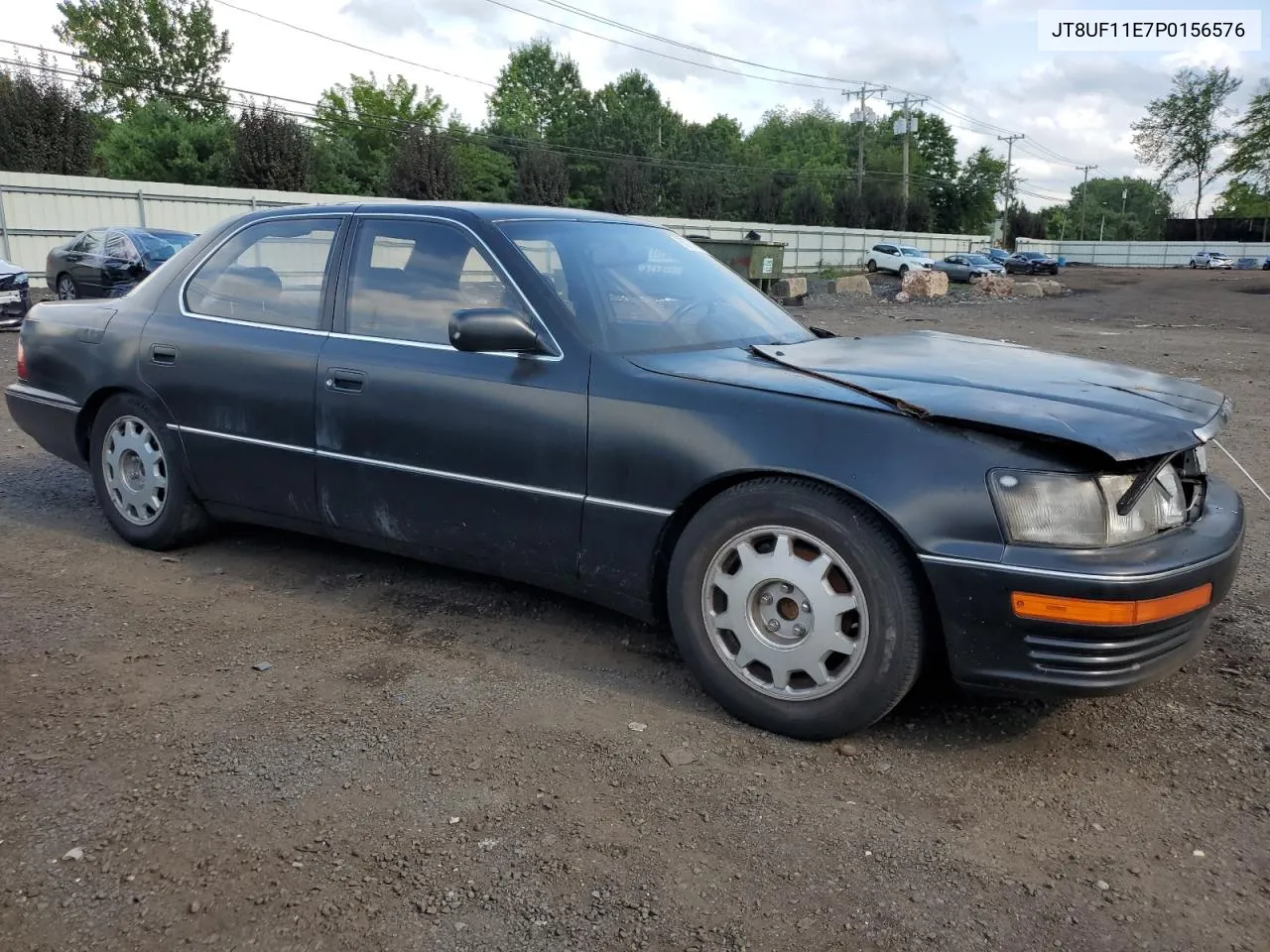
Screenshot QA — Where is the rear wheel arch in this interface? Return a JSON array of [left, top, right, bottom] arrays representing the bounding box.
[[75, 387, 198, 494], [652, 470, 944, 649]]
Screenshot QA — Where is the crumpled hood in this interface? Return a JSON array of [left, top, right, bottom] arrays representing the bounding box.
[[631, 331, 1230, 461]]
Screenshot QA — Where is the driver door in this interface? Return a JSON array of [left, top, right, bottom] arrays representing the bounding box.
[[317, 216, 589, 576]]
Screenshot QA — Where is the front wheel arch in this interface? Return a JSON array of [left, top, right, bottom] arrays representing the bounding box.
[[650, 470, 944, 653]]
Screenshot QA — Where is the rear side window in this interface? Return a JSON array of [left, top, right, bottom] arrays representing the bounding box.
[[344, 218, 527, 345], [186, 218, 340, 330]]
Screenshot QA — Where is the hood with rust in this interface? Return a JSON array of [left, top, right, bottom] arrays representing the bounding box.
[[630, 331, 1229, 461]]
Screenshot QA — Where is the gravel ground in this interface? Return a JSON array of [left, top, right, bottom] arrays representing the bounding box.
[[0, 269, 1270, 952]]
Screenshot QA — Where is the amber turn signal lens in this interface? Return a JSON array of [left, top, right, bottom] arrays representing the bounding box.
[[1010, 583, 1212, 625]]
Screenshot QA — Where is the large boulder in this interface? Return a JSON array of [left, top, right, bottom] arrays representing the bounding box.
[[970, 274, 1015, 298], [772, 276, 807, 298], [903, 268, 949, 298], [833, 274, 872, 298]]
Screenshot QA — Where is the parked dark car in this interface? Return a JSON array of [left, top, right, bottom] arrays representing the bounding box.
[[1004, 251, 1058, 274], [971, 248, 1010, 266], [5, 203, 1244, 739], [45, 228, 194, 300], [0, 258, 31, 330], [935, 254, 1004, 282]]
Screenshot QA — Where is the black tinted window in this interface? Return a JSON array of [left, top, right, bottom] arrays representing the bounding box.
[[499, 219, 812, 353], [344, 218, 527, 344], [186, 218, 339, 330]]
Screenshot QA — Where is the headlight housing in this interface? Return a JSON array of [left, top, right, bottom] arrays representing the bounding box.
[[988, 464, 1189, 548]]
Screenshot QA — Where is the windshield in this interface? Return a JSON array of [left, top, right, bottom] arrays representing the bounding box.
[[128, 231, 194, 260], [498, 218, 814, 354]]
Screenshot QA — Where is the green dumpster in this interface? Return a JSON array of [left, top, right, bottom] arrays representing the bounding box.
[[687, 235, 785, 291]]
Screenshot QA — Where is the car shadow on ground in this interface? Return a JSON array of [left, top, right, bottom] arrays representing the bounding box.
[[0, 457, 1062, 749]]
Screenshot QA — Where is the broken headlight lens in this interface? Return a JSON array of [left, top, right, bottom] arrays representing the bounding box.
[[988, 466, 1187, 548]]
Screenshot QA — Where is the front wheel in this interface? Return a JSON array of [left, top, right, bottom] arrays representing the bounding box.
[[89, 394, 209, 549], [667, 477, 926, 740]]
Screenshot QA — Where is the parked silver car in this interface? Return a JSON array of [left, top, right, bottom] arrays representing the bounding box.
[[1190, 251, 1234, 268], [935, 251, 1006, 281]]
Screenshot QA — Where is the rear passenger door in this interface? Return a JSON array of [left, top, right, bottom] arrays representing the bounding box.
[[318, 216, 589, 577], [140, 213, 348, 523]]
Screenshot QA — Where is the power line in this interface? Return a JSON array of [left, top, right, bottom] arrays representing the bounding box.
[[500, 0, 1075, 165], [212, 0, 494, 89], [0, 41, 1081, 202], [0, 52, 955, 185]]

==

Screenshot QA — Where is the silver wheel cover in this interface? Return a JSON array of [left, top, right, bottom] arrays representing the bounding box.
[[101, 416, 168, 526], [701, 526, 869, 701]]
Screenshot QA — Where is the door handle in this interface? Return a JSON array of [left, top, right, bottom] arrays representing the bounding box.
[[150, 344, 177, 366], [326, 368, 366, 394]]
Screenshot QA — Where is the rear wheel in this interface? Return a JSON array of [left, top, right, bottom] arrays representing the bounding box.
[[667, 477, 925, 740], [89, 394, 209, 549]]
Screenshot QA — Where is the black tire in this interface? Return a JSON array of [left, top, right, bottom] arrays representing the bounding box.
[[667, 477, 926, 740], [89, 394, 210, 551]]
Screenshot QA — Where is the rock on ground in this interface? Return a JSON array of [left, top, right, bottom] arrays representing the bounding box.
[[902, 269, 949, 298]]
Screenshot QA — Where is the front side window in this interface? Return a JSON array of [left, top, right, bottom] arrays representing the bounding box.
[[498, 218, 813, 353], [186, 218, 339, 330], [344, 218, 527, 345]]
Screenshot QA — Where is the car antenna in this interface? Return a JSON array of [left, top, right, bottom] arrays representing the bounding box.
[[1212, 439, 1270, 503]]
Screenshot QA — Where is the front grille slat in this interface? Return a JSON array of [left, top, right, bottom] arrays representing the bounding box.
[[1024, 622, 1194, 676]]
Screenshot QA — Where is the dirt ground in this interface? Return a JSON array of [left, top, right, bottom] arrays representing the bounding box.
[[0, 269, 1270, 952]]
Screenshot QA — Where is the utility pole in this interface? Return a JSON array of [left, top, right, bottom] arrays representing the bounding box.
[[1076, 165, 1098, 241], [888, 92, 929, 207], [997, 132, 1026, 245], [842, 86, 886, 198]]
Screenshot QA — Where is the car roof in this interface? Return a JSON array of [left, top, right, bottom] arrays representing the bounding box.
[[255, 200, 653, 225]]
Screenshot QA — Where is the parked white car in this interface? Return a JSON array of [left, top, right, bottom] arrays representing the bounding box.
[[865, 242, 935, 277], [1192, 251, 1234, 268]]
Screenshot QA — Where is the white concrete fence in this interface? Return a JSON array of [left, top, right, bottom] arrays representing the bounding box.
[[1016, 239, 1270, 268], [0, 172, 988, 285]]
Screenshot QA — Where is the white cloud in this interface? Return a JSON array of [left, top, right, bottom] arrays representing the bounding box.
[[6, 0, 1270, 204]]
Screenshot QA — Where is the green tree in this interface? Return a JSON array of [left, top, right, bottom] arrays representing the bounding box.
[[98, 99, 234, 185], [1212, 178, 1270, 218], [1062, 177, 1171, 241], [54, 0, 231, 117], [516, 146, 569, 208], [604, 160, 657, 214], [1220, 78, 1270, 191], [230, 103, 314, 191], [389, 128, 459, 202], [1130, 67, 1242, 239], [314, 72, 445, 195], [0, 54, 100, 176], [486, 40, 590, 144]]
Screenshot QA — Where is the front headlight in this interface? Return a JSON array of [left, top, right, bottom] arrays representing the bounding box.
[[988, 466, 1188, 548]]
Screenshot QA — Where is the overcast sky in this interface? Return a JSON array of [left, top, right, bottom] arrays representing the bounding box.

* * *

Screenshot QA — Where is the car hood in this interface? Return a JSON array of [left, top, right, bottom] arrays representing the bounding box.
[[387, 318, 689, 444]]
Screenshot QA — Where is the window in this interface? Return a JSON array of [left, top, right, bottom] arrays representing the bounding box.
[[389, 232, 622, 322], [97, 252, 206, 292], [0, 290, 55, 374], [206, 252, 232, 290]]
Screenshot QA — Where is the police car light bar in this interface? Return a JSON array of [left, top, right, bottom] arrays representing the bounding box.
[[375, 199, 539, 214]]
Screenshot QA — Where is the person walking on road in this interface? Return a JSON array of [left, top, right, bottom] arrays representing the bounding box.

→ What this task involves: Return the rows from the line with "Screenshot QA — Where is the large" up to and including the line with "[[0, 457, 1062, 749]]", copied line for line without any change.

→ Task response:
Screenshot QA — Where is the large boulder in this interface? Return a JSON array of [left, top, right, bottom] arrays representing the bounding box.
[[970, 274, 1015, 298], [772, 276, 807, 298], [903, 268, 949, 298], [833, 274, 872, 298]]
Screenshot QA — Where is the parked dark car in this interface? Return a JSON array of [left, top, right, bottom] arrays representing the bounding box.
[[1004, 251, 1058, 274], [971, 248, 1010, 266], [5, 203, 1244, 739], [45, 228, 194, 300], [0, 258, 31, 330], [935, 254, 1004, 282]]
Screenshot QA — Where is the black tinted window in this interface? Return a JSON array of [left, top, right, bottom] arrays representing the bounding box.
[[499, 219, 812, 353], [344, 218, 527, 344], [186, 218, 339, 330]]
Screenshot QA — Where is the headlight housing in this interface? Return a JSON array of [left, top, right, bottom] arrays representing the bounding box.
[[988, 464, 1189, 548]]
Screenshot QA — Where is the windshield in this interface? Return a JSON array of [left, top, right, bottom] arrays representing the bounding box.
[[128, 231, 194, 260], [498, 218, 814, 354]]
Screenshot QA — Where is the green dumpster in this interface? Return a JSON array of [left, top, right, bottom] arrays representing the bounding box.
[[687, 235, 785, 291]]
Screenshot QA — Where is the car shadow on ground in this interface? Return a JSON array of [left, top, right, bottom] arrays representing the bounding box.
[[0, 457, 1062, 749]]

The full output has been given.